▶ **TASK BRIEF**
Extract every line in the material below that contains the string "background".

[EXTRACTED DATA start]

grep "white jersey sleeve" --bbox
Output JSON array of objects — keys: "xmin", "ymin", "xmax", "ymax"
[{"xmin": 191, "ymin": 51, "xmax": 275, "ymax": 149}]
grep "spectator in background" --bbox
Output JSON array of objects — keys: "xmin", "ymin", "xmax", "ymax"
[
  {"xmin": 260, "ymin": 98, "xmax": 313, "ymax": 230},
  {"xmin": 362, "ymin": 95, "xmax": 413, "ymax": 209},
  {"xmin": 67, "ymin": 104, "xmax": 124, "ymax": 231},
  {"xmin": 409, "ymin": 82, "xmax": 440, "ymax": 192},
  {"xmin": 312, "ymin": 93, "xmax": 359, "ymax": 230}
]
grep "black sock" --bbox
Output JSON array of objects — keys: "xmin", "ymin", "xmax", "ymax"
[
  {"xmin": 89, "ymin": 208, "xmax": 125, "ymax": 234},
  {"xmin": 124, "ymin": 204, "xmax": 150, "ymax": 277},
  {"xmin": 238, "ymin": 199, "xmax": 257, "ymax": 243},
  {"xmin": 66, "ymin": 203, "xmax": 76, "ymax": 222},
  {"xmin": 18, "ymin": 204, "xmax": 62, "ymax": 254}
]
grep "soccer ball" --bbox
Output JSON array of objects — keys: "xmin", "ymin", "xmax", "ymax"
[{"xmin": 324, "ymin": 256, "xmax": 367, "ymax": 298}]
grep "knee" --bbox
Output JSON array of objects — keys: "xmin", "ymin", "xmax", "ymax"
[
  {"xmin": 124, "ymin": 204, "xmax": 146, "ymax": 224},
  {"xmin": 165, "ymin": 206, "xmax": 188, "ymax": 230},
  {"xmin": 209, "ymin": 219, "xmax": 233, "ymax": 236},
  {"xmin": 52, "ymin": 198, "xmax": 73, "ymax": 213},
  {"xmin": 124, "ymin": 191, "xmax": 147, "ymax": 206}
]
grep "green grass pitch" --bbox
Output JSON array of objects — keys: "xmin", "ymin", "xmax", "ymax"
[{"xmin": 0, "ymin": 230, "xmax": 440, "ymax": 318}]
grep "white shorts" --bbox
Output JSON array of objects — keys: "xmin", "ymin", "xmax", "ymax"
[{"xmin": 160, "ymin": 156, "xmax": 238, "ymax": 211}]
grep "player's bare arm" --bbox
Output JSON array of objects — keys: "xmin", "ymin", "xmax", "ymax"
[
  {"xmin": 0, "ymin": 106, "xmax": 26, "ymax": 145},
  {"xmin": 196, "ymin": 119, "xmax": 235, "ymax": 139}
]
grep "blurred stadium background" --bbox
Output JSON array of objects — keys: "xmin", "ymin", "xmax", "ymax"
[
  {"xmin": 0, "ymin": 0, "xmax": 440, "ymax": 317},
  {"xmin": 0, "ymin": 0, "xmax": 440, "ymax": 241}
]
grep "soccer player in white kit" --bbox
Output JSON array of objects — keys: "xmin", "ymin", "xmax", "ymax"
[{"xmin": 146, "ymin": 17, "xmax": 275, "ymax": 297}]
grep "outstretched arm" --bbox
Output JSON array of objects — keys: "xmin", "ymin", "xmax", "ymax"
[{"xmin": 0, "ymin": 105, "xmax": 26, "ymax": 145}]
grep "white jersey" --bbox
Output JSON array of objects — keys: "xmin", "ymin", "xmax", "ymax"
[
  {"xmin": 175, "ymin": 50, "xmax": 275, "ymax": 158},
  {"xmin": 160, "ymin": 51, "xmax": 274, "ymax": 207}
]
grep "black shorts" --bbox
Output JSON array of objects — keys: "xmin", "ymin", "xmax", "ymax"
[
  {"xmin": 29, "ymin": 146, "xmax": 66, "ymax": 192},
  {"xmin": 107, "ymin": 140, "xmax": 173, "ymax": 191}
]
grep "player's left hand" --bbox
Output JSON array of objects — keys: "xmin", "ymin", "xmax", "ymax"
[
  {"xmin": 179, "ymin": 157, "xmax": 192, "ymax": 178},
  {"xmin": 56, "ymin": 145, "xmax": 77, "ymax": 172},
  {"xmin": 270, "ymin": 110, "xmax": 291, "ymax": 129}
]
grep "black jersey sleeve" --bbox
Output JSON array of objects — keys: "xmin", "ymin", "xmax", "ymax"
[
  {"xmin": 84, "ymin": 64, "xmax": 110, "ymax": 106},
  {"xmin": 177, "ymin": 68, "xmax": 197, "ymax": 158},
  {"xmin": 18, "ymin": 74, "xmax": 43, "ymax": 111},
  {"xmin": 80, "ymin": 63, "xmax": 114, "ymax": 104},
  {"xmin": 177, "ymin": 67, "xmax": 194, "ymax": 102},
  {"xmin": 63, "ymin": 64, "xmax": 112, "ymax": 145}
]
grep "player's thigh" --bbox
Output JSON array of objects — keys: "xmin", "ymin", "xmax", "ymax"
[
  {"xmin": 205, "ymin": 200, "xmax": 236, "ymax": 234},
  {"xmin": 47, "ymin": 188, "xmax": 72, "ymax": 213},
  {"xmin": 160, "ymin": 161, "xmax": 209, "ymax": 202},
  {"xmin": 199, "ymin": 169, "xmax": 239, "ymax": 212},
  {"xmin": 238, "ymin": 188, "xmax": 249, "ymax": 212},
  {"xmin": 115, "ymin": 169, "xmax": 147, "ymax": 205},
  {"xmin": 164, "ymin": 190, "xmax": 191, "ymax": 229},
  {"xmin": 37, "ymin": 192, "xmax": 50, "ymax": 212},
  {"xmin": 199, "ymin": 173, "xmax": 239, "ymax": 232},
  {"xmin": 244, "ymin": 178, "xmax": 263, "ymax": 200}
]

[EXTRACTED DATA end]

▶ **CORRECT OUTPUT**
grep "spectator in background" --bbox
grep "blurred stadium background" --bbox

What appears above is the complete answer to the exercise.